Direction >> Copy every line of the records below back verbatim, omitting the pictures.

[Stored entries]
╭──

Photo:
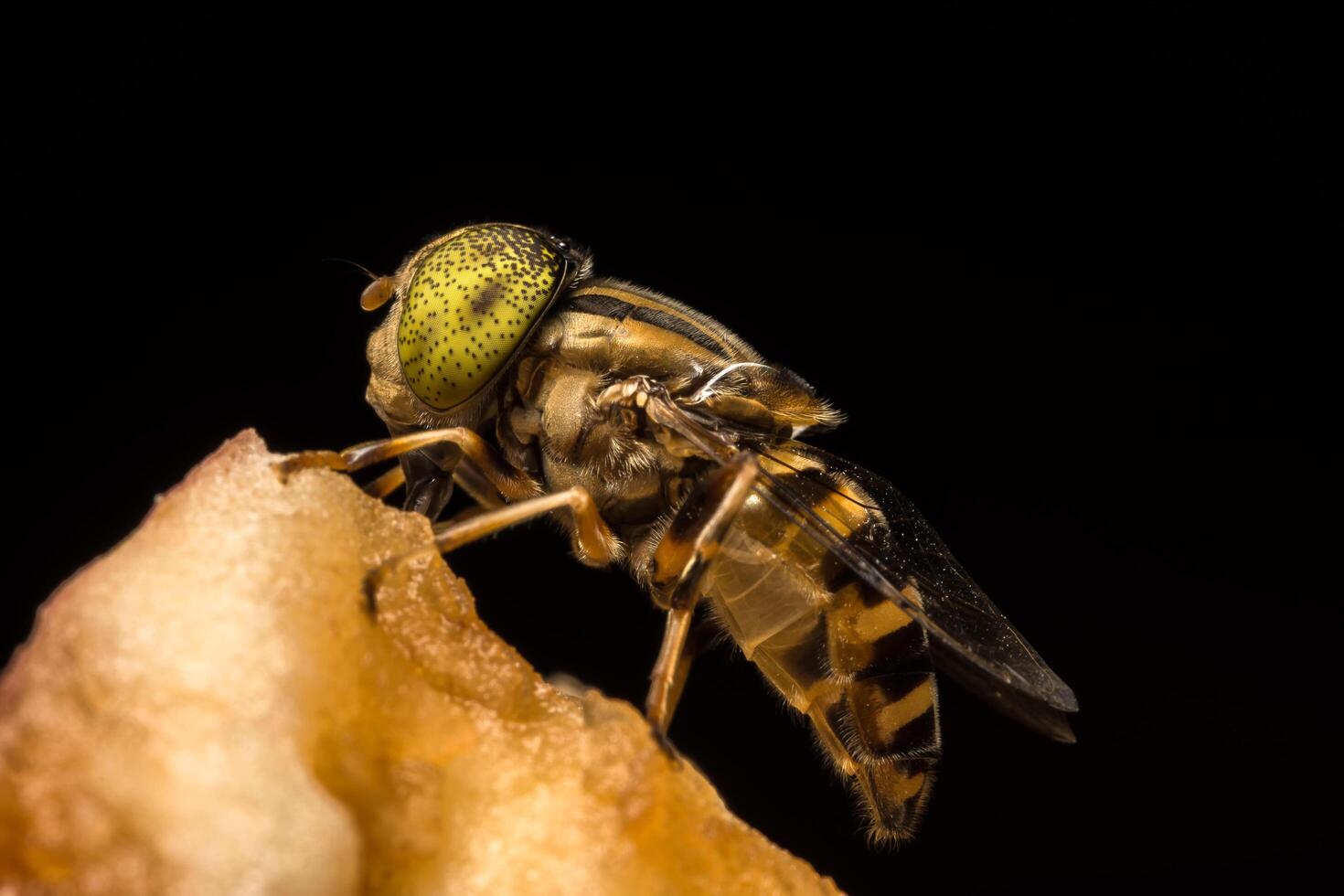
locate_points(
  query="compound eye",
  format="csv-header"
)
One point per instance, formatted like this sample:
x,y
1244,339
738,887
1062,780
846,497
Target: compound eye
x,y
469,306
377,294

╰──

Task solution >>
Photo:
locate_points(
  query="compound eye",
  format="csv-header"
)
One point per instance, formatted like this sample:
x,y
1244,339
738,887
1062,780
846,497
Target: compound eye
x,y
469,306
377,294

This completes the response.